▶ TEXT UNDER STUDY
= = = = = = =

Learning Representations of Ultrahigh-dimensional Data for Random Distance-based Outlier Detection

The research paper titled "Learning Representations of Ultrahigh-dimensional Data for Random Distance-based Outlier Detection" presents a novel framework, RAMODO, which aims to tackle the challenges associated with ultrahigh-dimensional data outlier detection. This framework unifies the learning of data representations with outlier detection, achieving notable improvements in performance and efficiency.

Summary of the Research

The core motivation of this paper is based on the limitations of existing unsupervised representation learning methods, which primarily focus on preserving data regularity information. These methods often operate independently of outlier detection, leading to suboptimal results in identifying anomalies or outliers in ultrahigh-dimensional data. Thus, RAMODO introduces a unified approach where the representation learning process is specifically tailored for random distance-based outlier detection techniques.

Key Contributions

  1. Customized Representation Learning Framework: The RAMODO framework integrates representation learning with outlier detection by tailoring the representations for a random distance-based outlier detection method. This integration ensures the learned representations are more effective in preserving the critical information required for detecting outliers.
  2. Introducing REPEN: The paper introduces REPEN, a practical instantiation of RAMODO, aimed at learning representations for the state-of-the-art random nearest neighbor distance-based detector, Sp. REPEN effectively maps data into a lower-dimensional space while retaining the information necessary for accurate outlier detection.
  3. Empirical Evaluation: The framework's effectiveness is demonstrated through extensive empirical results across eight real-world ultrahigh-dimensional datasets. REPEN shows significantly better AUC performance compared to working directly with original features and greatly improves computational efficiency, achieving two orders of magnitude speedup.

= = = = = = =

▶ EXERCISE 1
How many real-world datasets does the RAMODO summary say were used to evaluate the framework?
▶ EXERCISE 2
Carry on the RAMODO summary from its last sentence.
Neither task needs the lines.

= = = = = = =

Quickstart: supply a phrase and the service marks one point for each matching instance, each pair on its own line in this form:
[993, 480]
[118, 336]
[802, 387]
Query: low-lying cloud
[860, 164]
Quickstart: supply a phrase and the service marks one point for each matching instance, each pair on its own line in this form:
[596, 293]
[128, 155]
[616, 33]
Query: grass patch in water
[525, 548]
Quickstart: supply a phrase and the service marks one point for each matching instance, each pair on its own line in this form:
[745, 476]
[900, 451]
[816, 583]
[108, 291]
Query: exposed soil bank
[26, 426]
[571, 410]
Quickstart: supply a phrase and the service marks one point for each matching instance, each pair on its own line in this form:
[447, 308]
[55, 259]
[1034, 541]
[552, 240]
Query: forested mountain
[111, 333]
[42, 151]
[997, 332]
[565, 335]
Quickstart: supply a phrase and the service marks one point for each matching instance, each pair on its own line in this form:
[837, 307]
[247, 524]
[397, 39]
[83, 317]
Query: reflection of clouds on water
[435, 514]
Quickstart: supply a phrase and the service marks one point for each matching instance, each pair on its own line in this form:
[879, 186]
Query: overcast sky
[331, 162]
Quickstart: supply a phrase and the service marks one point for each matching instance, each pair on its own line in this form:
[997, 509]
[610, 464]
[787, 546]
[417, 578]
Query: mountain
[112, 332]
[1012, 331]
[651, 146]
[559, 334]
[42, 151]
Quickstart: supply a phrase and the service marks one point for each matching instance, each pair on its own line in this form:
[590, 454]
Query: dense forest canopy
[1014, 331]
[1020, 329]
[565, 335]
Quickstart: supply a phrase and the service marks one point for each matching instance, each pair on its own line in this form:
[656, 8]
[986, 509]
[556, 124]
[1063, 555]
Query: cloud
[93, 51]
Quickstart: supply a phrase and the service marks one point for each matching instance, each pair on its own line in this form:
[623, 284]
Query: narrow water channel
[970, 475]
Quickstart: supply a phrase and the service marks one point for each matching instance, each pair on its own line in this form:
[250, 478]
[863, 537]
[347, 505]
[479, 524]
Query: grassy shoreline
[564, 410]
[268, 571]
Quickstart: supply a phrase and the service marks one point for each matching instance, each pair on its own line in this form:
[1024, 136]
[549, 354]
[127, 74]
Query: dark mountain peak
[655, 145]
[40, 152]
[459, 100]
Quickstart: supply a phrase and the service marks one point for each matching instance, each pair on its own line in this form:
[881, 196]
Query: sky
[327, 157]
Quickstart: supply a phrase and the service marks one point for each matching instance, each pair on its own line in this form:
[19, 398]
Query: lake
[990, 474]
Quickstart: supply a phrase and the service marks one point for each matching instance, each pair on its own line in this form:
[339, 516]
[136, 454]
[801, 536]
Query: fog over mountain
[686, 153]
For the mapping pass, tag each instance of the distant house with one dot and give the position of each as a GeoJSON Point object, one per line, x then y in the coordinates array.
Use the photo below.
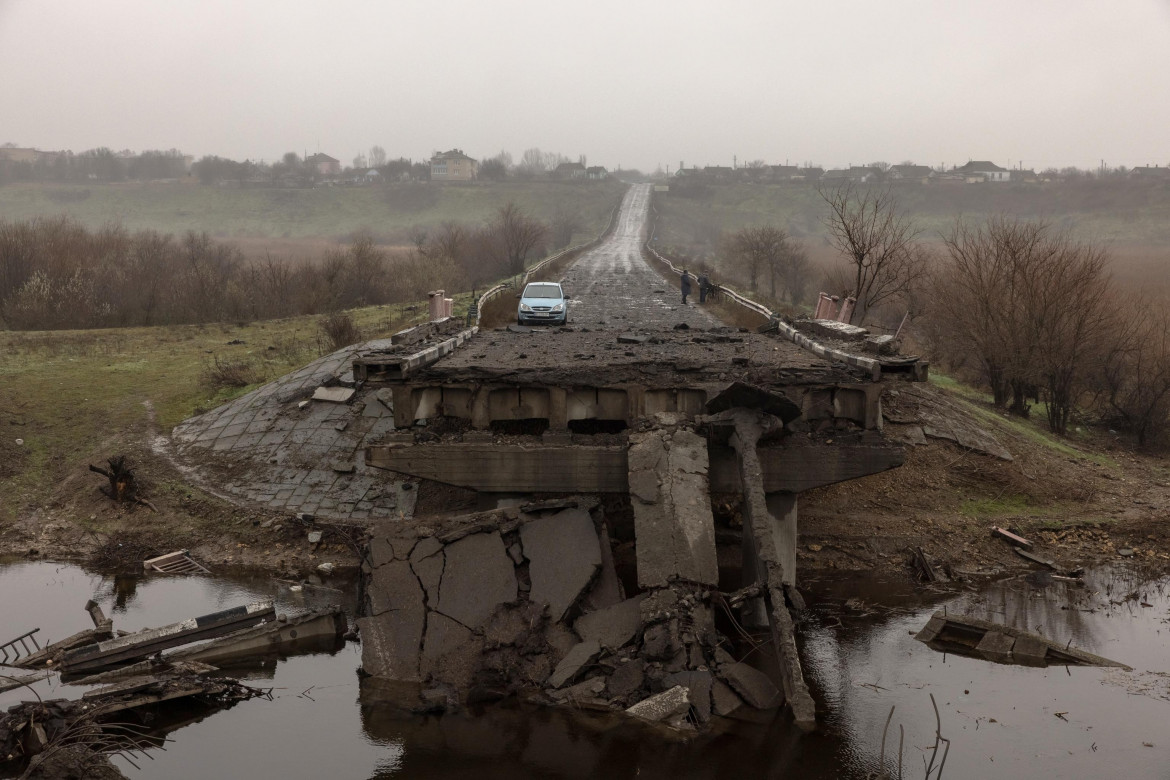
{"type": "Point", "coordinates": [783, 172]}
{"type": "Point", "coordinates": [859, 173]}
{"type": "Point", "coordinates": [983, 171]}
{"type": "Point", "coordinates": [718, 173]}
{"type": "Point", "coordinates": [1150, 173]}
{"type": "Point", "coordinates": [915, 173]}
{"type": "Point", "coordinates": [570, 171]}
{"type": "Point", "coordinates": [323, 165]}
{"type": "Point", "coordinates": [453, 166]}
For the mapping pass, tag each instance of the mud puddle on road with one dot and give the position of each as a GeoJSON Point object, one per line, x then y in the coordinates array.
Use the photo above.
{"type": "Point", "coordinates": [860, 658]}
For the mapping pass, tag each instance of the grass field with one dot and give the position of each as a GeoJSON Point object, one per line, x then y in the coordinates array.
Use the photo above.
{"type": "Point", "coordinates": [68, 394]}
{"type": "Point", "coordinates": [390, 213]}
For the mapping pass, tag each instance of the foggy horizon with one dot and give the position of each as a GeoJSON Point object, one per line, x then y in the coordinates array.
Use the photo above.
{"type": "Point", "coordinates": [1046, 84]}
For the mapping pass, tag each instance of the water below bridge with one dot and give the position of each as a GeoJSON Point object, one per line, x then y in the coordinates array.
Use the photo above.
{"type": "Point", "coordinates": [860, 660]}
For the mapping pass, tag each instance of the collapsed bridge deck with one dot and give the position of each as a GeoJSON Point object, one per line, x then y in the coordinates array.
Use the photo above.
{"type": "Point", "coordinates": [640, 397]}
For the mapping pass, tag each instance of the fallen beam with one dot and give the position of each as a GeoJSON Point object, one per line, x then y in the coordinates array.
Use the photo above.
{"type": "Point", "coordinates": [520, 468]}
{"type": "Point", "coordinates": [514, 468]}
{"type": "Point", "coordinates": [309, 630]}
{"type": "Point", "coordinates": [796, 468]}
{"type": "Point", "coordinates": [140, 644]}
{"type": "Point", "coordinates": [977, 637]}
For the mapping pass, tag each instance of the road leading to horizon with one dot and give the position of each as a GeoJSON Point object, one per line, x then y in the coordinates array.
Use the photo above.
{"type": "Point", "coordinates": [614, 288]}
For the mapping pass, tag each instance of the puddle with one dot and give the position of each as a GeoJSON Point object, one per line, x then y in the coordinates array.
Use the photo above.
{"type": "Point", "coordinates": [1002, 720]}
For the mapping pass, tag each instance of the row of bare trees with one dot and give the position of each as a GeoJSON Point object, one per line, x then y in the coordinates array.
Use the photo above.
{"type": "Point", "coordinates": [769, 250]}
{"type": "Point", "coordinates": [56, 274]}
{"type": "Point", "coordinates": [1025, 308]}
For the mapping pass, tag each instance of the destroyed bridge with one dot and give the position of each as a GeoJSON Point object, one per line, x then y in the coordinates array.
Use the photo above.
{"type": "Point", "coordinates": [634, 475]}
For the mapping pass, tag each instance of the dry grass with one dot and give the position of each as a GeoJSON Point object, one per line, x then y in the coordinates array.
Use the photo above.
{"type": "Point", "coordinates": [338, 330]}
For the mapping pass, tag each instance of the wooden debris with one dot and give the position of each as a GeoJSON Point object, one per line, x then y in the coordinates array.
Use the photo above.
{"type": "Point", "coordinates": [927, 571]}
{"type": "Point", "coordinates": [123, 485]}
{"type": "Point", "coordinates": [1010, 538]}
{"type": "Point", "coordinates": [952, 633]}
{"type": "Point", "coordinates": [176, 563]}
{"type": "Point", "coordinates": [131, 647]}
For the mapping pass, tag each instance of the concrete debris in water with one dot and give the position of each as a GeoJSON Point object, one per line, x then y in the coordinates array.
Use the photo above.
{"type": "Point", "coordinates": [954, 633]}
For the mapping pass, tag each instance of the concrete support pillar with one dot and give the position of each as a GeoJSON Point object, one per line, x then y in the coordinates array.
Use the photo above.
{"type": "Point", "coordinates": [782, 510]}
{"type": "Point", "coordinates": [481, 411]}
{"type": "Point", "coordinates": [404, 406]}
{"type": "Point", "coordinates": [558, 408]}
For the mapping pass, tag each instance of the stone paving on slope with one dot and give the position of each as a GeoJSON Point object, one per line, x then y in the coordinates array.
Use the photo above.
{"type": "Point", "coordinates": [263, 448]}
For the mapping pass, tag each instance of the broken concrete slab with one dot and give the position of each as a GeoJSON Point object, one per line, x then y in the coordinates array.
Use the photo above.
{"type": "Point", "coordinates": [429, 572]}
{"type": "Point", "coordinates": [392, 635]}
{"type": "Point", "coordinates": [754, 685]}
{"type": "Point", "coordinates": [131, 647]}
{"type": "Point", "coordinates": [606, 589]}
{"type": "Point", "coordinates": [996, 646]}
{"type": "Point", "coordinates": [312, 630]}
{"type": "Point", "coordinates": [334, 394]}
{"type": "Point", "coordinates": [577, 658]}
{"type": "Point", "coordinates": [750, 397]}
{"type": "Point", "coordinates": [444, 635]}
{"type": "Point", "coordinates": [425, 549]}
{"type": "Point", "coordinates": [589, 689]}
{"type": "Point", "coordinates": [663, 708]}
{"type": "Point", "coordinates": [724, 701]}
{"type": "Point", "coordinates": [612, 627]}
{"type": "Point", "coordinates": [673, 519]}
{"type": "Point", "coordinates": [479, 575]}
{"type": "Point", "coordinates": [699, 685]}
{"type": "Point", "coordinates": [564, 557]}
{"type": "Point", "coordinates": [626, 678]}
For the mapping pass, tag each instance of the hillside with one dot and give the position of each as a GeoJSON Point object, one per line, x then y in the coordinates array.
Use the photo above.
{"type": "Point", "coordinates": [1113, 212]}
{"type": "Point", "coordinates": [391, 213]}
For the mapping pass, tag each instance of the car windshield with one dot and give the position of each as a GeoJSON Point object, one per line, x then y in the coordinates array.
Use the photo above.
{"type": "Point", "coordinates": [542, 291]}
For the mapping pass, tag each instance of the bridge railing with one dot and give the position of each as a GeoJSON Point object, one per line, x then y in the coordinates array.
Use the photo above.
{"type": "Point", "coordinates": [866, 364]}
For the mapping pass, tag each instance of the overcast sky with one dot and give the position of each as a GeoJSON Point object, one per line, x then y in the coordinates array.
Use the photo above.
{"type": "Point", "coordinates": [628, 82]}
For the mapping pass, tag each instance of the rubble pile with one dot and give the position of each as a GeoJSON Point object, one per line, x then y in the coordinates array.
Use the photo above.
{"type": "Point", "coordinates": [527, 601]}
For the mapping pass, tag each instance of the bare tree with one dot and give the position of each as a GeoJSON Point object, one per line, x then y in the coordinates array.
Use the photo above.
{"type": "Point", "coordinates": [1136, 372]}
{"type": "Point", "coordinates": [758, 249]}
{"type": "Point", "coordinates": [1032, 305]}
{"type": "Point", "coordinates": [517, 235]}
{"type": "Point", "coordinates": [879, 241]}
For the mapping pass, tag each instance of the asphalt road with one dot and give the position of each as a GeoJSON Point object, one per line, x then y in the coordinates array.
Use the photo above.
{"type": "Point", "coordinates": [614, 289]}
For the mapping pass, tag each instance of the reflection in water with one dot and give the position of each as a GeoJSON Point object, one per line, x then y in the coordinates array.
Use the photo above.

= = = = = = =

▶ EXPECTED OUTPUT 1
Eight real-world ultrahigh-dimensional datasets.

▶ EXPECTED OUTPUT 2
  4. Utilizing Labeled Data: REPEN also capitalizes on a small amount (<1%) of labeled data to improve representation quality, achieving up to a 32% improvement in AUC performance. This showcases RAMODO's flexibility in integrating application-specific knowledge to enhance performance.

Implications and Future Directions

The integration of representation learning with outlier detection offers a pathway to more stable and efficient anomaly detection in ultrahigh-dimensional datasets. Practically, this can enhance applications in fields like fraud detection, medical diagnosis, and cybersecurity, where identifying outliers from large volumes of data is critical.

Theoretically, the findings suggest an upper error bound for the representation learning, implying that the approach retains robustness against potential inaccuracies brought by dimensionality reduction. Future research may extend RAMODO by developing other representations optimized for different outlier detection strategies or exploring deeper architectures to capture complex data distributions.

Overall, this paper provides a systematic approach to effectively handle the curse of dimensionality in outlier detection tasks, offering a promising direction for researchers and practitioners dealing with high-dimensional datasets.